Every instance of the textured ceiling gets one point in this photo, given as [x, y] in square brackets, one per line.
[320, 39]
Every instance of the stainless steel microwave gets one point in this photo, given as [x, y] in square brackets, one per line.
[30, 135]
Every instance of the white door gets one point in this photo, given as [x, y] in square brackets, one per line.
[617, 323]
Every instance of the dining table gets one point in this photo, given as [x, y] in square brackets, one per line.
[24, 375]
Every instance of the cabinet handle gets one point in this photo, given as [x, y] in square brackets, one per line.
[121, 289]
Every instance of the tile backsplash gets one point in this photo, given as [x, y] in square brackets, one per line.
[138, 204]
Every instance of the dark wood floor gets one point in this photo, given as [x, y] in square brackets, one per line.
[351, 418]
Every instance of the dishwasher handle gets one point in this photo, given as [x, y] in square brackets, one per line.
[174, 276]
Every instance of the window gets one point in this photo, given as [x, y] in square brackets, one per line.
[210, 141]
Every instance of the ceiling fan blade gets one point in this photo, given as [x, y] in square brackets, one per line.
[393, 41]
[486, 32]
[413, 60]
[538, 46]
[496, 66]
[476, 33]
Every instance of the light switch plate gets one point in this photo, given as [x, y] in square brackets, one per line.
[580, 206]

══════

= Work required =
Rewrite the listing as a JSON list of strings, one string per line with blank lines omitted. Begin at the line that contains "Every instance of the light" and stop after the final line of the listing.

= Written response =
[
  "Every instance of the light switch plate gets one point in this photo, given as [x, y] in square brackets, one per line.",
  "[580, 206]"
]